→ **TEXT EXCERPT**:
□ □ □

# Milo's forage



## Cockatiel love (Aug 15, 2010)

Thank you DallyTsuka for the idea ​


----------



## brittbritt (Oct 25, 2008)

What sweet pictures. That is a good idea with the paper being folded up in the dish. I'll have to try that tomorrow for Moonshine and Martini.


----------



## Cockatiel love (Aug 15, 2010)

brittbritt said:


> What sweet pictures. That is a good idea with the paper being folded up in the dish. I'll have to try that tomorrow for Moonshine and Martini.


Thank you  Thank DallyTsuka, she gave me the idea in the first place


----------



## lperry82 (Aug 2, 2010)

Nice pics  I love your siggy by the way charlie the bunny


----------



## Cockatiel love (Aug 15, 2010)

lperry82 said:


> Nice pics  I love your siggy by the way charlie the bunny


haha thanks


----------



## PetLover72 (Mar 14, 2011)

Great pictures - beautiful bird!!


----------



## Eileen (Mar 11, 2011)

Oh my gosh, that is so cute! What a great idea.


----------



## Cockatiel love (Aug 15, 2010)

Thanks everyone


----------



## crinklepot (Nov 18, 2010)

So sweet!!  I'm definitely gonna try making one for Polly and Henry....well, I'll have to make 2 cos Polly will probably knock Henry out of the way


----------

□ □ □

→ **EXTRACTED DATA**:
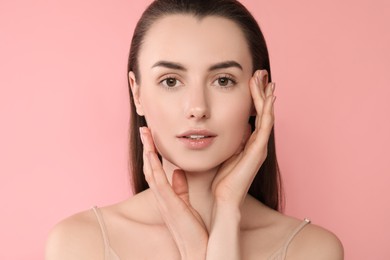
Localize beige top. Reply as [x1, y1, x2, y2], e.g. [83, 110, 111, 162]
[92, 206, 310, 260]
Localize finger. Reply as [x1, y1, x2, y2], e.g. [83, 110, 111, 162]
[147, 152, 207, 255]
[172, 170, 190, 206]
[139, 127, 155, 184]
[250, 70, 269, 127]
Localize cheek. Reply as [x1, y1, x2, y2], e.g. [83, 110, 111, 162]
[217, 96, 252, 146]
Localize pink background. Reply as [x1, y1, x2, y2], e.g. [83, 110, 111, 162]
[0, 0, 390, 260]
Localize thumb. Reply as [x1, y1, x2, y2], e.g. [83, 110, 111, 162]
[172, 169, 190, 205]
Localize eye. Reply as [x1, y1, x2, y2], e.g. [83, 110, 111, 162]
[213, 76, 237, 88]
[160, 76, 183, 88]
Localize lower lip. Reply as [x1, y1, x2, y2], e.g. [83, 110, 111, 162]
[179, 137, 215, 150]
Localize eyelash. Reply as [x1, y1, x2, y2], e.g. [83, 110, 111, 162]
[213, 75, 237, 89]
[159, 75, 183, 90]
[159, 75, 237, 90]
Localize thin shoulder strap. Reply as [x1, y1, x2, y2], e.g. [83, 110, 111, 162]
[92, 206, 110, 259]
[280, 218, 310, 260]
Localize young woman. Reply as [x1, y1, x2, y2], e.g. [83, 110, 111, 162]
[46, 0, 343, 260]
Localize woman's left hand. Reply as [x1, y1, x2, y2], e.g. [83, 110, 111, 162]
[212, 70, 275, 207]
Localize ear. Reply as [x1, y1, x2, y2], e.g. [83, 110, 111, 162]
[129, 71, 144, 116]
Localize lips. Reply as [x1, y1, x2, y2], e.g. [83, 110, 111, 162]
[177, 129, 217, 150]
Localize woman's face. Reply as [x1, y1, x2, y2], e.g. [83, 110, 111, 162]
[130, 15, 252, 172]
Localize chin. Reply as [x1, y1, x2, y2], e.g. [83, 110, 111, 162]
[166, 153, 229, 173]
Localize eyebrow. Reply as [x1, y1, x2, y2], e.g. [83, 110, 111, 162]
[152, 60, 243, 71]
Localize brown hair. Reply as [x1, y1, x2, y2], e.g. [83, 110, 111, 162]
[127, 0, 282, 210]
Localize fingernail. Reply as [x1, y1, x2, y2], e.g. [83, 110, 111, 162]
[254, 71, 259, 85]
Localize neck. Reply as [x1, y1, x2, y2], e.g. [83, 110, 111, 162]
[163, 160, 218, 229]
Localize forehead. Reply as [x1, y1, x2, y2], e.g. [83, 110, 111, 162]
[139, 15, 252, 70]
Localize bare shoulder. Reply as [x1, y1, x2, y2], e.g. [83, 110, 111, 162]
[45, 209, 104, 260]
[287, 221, 344, 260]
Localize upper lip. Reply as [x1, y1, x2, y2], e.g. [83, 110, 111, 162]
[177, 129, 217, 137]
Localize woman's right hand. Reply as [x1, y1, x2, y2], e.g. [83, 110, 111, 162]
[140, 127, 208, 260]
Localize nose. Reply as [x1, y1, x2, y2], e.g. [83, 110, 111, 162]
[185, 87, 210, 119]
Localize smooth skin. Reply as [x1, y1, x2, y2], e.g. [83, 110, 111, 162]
[46, 15, 343, 260]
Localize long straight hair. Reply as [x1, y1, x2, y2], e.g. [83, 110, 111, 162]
[127, 0, 282, 211]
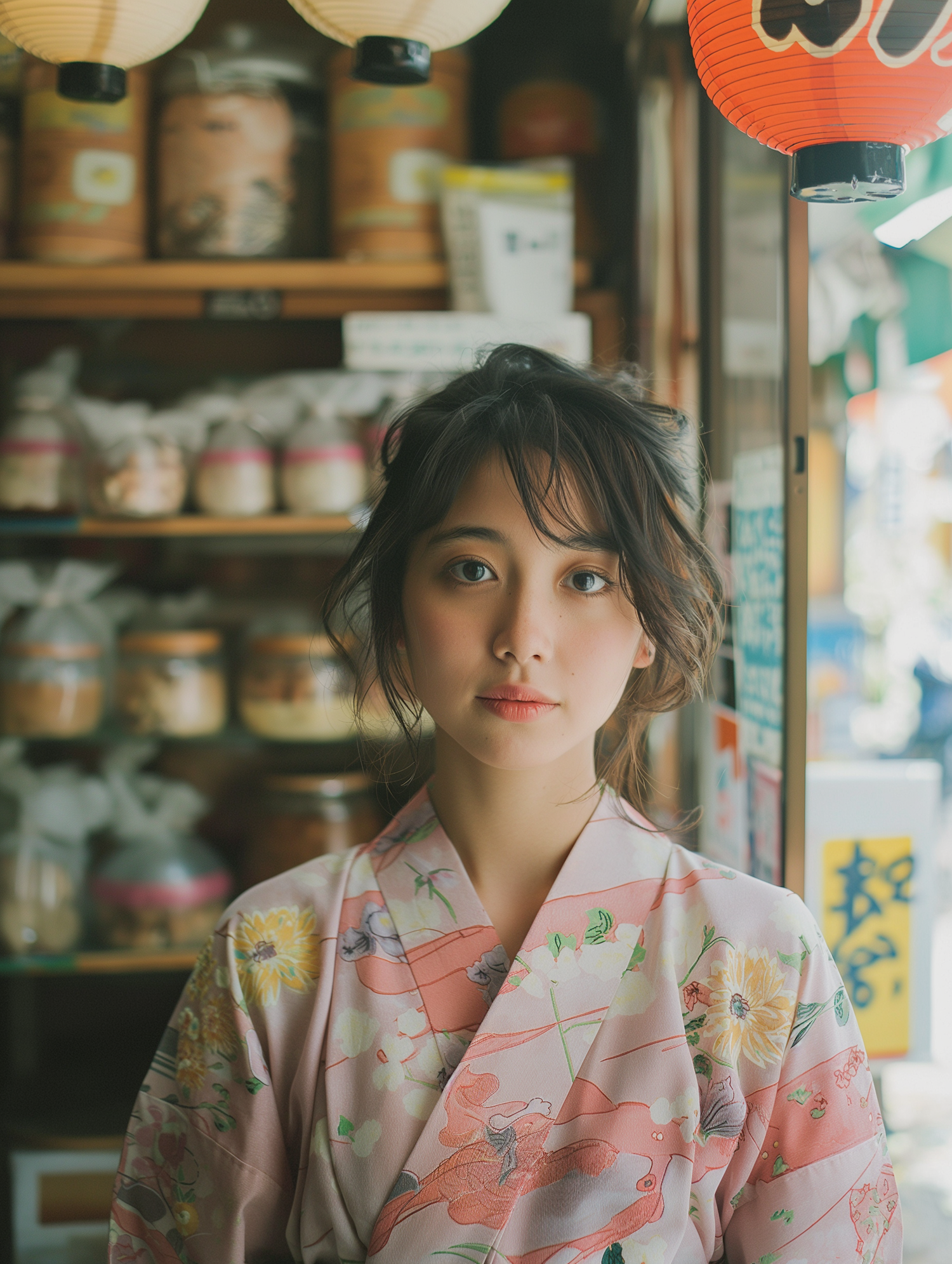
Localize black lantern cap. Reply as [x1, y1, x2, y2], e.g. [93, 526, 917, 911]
[56, 62, 125, 103]
[350, 36, 430, 83]
[790, 140, 905, 203]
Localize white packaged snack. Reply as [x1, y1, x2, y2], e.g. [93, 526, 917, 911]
[195, 421, 274, 517]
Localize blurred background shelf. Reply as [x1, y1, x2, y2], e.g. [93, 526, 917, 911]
[0, 259, 602, 320]
[0, 948, 199, 976]
[0, 513, 355, 538]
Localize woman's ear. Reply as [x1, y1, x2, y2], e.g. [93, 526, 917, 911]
[632, 632, 655, 667]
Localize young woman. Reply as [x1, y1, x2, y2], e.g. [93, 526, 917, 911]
[110, 347, 901, 1264]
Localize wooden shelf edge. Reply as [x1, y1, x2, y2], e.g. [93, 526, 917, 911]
[0, 948, 199, 976]
[0, 513, 355, 538]
[0, 259, 592, 293]
[0, 259, 446, 292]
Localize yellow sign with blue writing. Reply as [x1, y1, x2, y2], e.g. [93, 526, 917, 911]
[823, 838, 914, 1058]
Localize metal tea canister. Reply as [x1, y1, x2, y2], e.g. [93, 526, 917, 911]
[330, 48, 469, 259]
[19, 58, 148, 263]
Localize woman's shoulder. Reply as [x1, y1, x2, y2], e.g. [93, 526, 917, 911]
[663, 843, 819, 944]
[213, 792, 435, 924]
[221, 847, 366, 922]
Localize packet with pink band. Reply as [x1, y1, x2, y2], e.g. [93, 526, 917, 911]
[89, 742, 232, 949]
[195, 418, 274, 517]
[0, 348, 81, 513]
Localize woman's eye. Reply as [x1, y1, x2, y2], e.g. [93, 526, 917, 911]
[569, 570, 608, 593]
[450, 560, 493, 584]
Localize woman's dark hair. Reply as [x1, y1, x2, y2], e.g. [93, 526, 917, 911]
[324, 345, 720, 805]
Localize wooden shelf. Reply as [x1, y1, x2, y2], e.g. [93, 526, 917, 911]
[0, 259, 590, 320]
[0, 948, 199, 975]
[0, 513, 355, 538]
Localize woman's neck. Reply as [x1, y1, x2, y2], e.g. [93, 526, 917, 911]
[430, 729, 600, 959]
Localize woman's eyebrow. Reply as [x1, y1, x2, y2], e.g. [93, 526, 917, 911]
[426, 523, 507, 549]
[559, 532, 618, 554]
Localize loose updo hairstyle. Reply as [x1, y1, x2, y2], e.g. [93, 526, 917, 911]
[324, 344, 722, 806]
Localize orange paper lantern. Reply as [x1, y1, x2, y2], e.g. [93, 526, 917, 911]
[688, 0, 952, 203]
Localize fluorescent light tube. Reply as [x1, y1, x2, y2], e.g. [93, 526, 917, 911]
[873, 189, 952, 250]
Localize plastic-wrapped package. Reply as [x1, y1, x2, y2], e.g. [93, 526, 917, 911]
[89, 742, 232, 948]
[0, 561, 115, 737]
[0, 348, 79, 513]
[281, 408, 367, 513]
[0, 740, 111, 953]
[74, 397, 188, 518]
[195, 420, 274, 517]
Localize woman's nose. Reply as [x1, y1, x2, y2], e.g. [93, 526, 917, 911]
[493, 584, 555, 666]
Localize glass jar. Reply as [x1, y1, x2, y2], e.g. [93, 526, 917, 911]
[241, 773, 386, 886]
[18, 58, 149, 263]
[86, 434, 188, 518]
[89, 834, 232, 948]
[115, 630, 228, 737]
[0, 626, 103, 737]
[238, 633, 355, 742]
[0, 409, 79, 513]
[158, 23, 325, 258]
[195, 421, 274, 518]
[0, 830, 83, 954]
[281, 416, 367, 513]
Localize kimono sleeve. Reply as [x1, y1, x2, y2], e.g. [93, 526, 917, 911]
[718, 896, 902, 1264]
[109, 908, 320, 1264]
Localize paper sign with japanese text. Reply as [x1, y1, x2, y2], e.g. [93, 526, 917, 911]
[822, 837, 914, 1058]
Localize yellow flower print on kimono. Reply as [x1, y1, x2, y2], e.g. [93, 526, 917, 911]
[235, 907, 321, 1008]
[706, 944, 797, 1067]
[109, 790, 901, 1264]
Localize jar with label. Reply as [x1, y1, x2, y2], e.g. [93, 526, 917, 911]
[241, 773, 386, 886]
[86, 434, 188, 518]
[158, 23, 324, 258]
[0, 829, 84, 954]
[238, 633, 355, 742]
[0, 629, 103, 737]
[330, 48, 469, 259]
[89, 834, 232, 948]
[0, 349, 81, 513]
[19, 58, 148, 263]
[115, 629, 228, 737]
[0, 559, 115, 737]
[195, 421, 274, 518]
[281, 413, 367, 513]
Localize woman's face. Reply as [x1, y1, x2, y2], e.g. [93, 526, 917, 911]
[400, 459, 654, 770]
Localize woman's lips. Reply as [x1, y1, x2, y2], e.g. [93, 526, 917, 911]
[477, 685, 559, 722]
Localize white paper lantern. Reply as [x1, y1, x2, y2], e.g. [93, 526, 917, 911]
[291, 0, 510, 83]
[0, 0, 208, 101]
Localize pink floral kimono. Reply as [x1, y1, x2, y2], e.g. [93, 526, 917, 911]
[110, 790, 901, 1264]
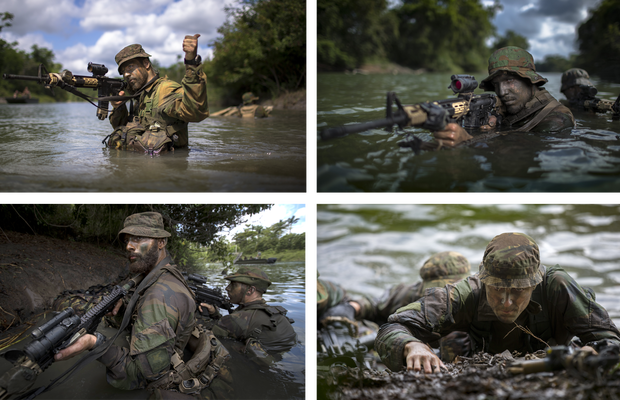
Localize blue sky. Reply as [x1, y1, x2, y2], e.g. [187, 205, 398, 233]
[223, 201, 308, 241]
[0, 0, 232, 77]
[388, 0, 601, 61]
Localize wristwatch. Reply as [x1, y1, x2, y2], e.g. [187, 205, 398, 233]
[183, 54, 202, 65]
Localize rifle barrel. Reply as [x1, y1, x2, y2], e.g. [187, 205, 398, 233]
[2, 74, 49, 82]
[321, 114, 409, 140]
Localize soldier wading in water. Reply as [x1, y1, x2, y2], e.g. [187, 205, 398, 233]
[375, 233, 620, 373]
[55, 212, 233, 400]
[106, 34, 209, 154]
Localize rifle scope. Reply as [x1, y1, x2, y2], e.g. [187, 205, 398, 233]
[448, 75, 478, 94]
[88, 62, 108, 76]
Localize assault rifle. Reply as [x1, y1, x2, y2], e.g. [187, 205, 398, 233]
[183, 273, 233, 312]
[508, 346, 620, 374]
[2, 62, 127, 120]
[0, 278, 139, 400]
[569, 85, 620, 117]
[321, 75, 503, 153]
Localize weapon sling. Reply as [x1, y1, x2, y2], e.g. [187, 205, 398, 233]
[16, 255, 172, 400]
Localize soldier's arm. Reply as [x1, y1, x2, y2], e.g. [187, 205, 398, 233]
[99, 283, 195, 390]
[375, 280, 473, 371]
[547, 267, 620, 344]
[164, 64, 209, 122]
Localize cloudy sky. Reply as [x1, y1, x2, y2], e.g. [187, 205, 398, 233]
[0, 0, 232, 76]
[482, 0, 601, 61]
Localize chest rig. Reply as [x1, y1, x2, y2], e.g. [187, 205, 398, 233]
[136, 265, 229, 394]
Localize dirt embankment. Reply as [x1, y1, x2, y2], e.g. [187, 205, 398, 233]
[0, 231, 127, 333]
[260, 89, 308, 110]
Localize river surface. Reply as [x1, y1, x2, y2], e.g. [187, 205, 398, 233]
[315, 201, 620, 326]
[0, 103, 308, 195]
[314, 73, 620, 194]
[0, 262, 308, 400]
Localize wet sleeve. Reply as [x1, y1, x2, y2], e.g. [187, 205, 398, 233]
[99, 282, 194, 390]
[162, 64, 209, 122]
[375, 281, 473, 371]
[547, 270, 620, 344]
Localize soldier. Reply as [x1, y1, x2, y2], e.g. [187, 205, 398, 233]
[108, 34, 209, 153]
[349, 251, 470, 325]
[200, 266, 297, 361]
[560, 68, 620, 117]
[375, 233, 620, 373]
[433, 46, 575, 147]
[211, 92, 273, 118]
[55, 212, 232, 400]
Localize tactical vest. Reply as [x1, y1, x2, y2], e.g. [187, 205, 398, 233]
[138, 78, 188, 147]
[238, 303, 295, 351]
[134, 265, 229, 394]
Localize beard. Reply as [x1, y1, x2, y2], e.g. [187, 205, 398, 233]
[127, 246, 159, 274]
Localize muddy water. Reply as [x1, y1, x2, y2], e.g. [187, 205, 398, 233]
[314, 73, 620, 195]
[316, 202, 620, 326]
[0, 262, 307, 400]
[0, 103, 307, 194]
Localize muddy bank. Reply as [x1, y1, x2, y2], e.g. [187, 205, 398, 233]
[0, 231, 127, 333]
[260, 89, 308, 110]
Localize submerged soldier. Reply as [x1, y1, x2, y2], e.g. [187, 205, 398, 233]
[211, 92, 273, 118]
[375, 233, 620, 373]
[560, 68, 620, 117]
[55, 212, 232, 400]
[433, 46, 575, 147]
[349, 251, 470, 325]
[200, 266, 297, 363]
[108, 34, 209, 154]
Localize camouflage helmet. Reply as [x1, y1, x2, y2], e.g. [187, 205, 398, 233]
[114, 44, 151, 75]
[118, 212, 170, 241]
[560, 68, 594, 93]
[420, 251, 471, 290]
[480, 232, 542, 288]
[480, 46, 547, 91]
[224, 265, 271, 292]
[242, 92, 258, 105]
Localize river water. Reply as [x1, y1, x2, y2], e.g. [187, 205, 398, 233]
[315, 201, 620, 327]
[0, 262, 308, 400]
[315, 73, 620, 194]
[0, 103, 308, 195]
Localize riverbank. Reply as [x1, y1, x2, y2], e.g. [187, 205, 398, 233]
[0, 231, 127, 333]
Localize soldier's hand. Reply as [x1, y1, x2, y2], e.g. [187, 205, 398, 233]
[110, 90, 125, 108]
[433, 122, 472, 147]
[403, 342, 446, 374]
[183, 33, 200, 61]
[198, 303, 215, 314]
[54, 334, 97, 361]
[106, 299, 123, 317]
[480, 115, 497, 131]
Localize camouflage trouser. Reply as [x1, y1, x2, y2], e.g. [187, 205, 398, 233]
[148, 365, 234, 400]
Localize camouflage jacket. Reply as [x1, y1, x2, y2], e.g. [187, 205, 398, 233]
[502, 88, 575, 132]
[110, 65, 209, 147]
[213, 299, 297, 351]
[375, 265, 620, 371]
[99, 266, 196, 390]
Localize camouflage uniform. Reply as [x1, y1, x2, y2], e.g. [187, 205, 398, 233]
[207, 265, 297, 358]
[353, 251, 470, 325]
[480, 46, 575, 132]
[109, 44, 209, 150]
[375, 233, 620, 371]
[98, 212, 232, 399]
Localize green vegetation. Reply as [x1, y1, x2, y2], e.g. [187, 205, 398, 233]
[314, 0, 620, 81]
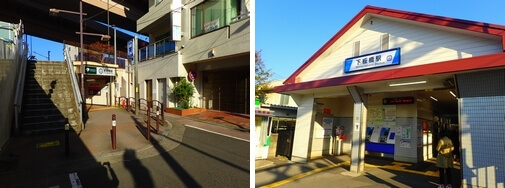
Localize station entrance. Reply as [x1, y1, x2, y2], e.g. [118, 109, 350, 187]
[313, 75, 460, 163]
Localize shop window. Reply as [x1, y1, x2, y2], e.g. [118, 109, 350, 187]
[381, 33, 389, 51]
[191, 0, 241, 37]
[353, 41, 360, 56]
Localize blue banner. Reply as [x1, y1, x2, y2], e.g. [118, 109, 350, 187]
[344, 48, 400, 73]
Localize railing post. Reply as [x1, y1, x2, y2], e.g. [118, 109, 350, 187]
[111, 114, 116, 150]
[65, 118, 70, 157]
[156, 103, 160, 133]
[147, 101, 151, 141]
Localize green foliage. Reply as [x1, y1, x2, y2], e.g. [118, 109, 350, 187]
[172, 78, 195, 109]
[254, 51, 273, 102]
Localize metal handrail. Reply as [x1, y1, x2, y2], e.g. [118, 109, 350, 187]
[64, 49, 84, 128]
[14, 21, 28, 133]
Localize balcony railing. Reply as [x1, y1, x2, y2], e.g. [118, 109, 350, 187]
[139, 38, 175, 62]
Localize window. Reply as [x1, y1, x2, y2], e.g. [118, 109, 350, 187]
[280, 94, 289, 106]
[352, 41, 360, 56]
[191, 0, 241, 36]
[381, 33, 389, 51]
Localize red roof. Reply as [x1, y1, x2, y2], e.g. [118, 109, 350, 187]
[274, 6, 505, 92]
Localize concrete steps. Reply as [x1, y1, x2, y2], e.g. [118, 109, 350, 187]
[20, 62, 80, 134]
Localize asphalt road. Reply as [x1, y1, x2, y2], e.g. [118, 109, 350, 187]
[76, 127, 250, 188]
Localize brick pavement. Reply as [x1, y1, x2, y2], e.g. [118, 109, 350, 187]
[0, 106, 249, 185]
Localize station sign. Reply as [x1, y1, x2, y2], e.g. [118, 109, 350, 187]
[344, 48, 400, 73]
[382, 97, 414, 105]
[127, 39, 134, 58]
[84, 66, 116, 76]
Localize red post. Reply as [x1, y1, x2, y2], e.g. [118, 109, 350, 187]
[147, 101, 151, 141]
[112, 114, 116, 150]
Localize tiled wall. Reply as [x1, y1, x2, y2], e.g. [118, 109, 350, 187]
[456, 70, 505, 187]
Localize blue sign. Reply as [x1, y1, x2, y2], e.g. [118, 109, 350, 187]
[127, 39, 133, 58]
[344, 48, 400, 73]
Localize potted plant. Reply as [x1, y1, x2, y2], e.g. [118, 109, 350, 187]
[166, 78, 204, 116]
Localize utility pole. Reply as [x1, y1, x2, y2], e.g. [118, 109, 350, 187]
[133, 35, 140, 115]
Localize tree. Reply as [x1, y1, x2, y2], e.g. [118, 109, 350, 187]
[172, 78, 195, 109]
[254, 51, 272, 102]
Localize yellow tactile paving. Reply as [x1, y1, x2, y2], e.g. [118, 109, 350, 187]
[261, 161, 439, 188]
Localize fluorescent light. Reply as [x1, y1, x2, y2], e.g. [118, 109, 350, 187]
[449, 91, 457, 98]
[389, 80, 426, 87]
[430, 96, 438, 101]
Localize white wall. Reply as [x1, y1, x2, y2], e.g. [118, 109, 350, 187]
[299, 18, 502, 82]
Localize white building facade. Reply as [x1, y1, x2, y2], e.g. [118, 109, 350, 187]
[275, 6, 505, 187]
[137, 0, 250, 114]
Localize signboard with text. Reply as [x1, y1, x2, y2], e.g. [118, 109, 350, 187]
[84, 66, 116, 76]
[344, 48, 400, 73]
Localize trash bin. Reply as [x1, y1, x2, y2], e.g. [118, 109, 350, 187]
[335, 139, 342, 155]
[332, 136, 342, 155]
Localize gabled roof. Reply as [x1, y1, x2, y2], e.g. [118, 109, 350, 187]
[282, 6, 505, 86]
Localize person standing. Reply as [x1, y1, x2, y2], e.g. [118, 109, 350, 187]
[436, 131, 454, 188]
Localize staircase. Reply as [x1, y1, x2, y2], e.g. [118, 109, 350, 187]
[20, 61, 80, 134]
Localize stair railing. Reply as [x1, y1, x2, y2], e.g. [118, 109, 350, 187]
[14, 20, 28, 135]
[63, 49, 84, 128]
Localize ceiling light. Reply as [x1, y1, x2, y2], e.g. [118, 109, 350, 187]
[430, 96, 438, 101]
[389, 80, 426, 87]
[449, 91, 457, 98]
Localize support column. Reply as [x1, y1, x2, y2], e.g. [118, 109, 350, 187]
[347, 86, 367, 174]
[291, 95, 315, 163]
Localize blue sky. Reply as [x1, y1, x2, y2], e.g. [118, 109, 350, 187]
[25, 25, 149, 61]
[255, 0, 505, 80]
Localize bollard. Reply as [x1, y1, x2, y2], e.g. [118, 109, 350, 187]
[156, 106, 160, 133]
[147, 102, 151, 141]
[65, 118, 70, 157]
[112, 114, 116, 150]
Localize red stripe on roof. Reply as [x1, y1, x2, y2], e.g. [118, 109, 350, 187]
[284, 6, 505, 84]
[274, 53, 505, 93]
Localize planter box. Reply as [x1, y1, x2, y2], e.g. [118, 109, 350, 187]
[165, 108, 206, 116]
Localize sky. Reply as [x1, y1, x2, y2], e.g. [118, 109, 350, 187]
[25, 28, 149, 61]
[254, 0, 505, 80]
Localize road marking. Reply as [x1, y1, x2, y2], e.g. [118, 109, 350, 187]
[261, 161, 350, 188]
[184, 124, 249, 142]
[35, 140, 60, 149]
[261, 161, 438, 188]
[68, 172, 82, 188]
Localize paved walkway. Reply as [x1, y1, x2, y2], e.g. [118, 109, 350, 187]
[255, 155, 461, 188]
[0, 106, 250, 187]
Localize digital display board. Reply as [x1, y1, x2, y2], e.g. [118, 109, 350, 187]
[382, 97, 414, 105]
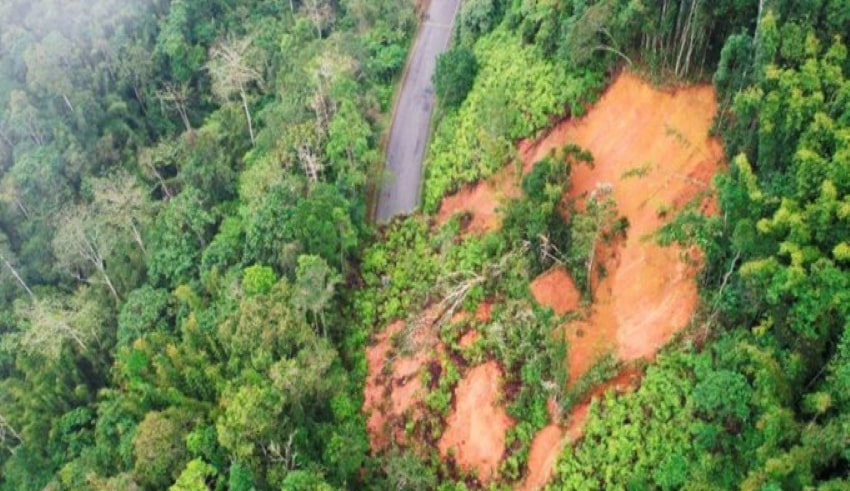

□ □ □

→ **PROBLEM SET**:
a: In the forum thread, which two birds does brittbritt plan to try the folded paper idea on?
b: In the entries, swap "soldier" for "infantryman" throughout the lines from the one that contains "Localize soldier wading" through the one that contains "[547, 270, 620, 344]", inclusive. Return only those lines, with nothing else changed.

→ **SOLUTIONS TO THE TASKS**:
a: Moonshine and Martini.

b:
Localize infantryman wading in water. Reply as [x1, y1, x2, y2], e.g. [187, 205, 398, 233]
[375, 233, 620, 373]
[55, 212, 233, 400]
[106, 34, 209, 154]
Localize rifle scope. Reply as [x1, y1, x2, y2], e.g. [187, 205, 398, 233]
[448, 75, 478, 94]
[88, 62, 108, 76]
Localize assault rifle. Reply as [x1, y1, x2, y2], e.g. [187, 205, 398, 233]
[183, 273, 233, 312]
[508, 346, 620, 374]
[2, 62, 127, 120]
[0, 278, 139, 400]
[569, 85, 620, 117]
[321, 75, 503, 153]
Localize weapon sling. Reply as [x1, y1, x2, y2], e.g. [187, 205, 398, 233]
[16, 255, 172, 400]
Localize infantryman's arm. Reply as [x1, y1, x2, y2], e.g. [187, 205, 398, 233]
[99, 283, 195, 390]
[375, 280, 473, 371]
[547, 267, 620, 344]
[164, 64, 209, 122]
Localize cloudy sky. Reply as [x1, y1, x2, y2], e.g. [187, 205, 398, 233]
[0, 0, 232, 76]
[482, 0, 601, 61]
Localize chest rig. Reply as [x1, y1, x2, y2], e.g. [187, 205, 398, 233]
[136, 265, 229, 394]
Localize dirt embankment. Reply as [x1, y1, x2, y2], e.g. [187, 205, 398, 233]
[0, 231, 127, 333]
[260, 89, 308, 110]
Localize river surface. Reply as [x1, y1, x2, y2], e.g. [187, 205, 398, 233]
[315, 201, 620, 326]
[0, 103, 308, 195]
[314, 73, 620, 194]
[0, 262, 308, 400]
Localize wet sleeve. Reply as [x1, y1, x2, y2], e.g. [187, 205, 398, 233]
[99, 282, 194, 390]
[162, 64, 209, 122]
[375, 281, 473, 371]
[547, 270, 620, 344]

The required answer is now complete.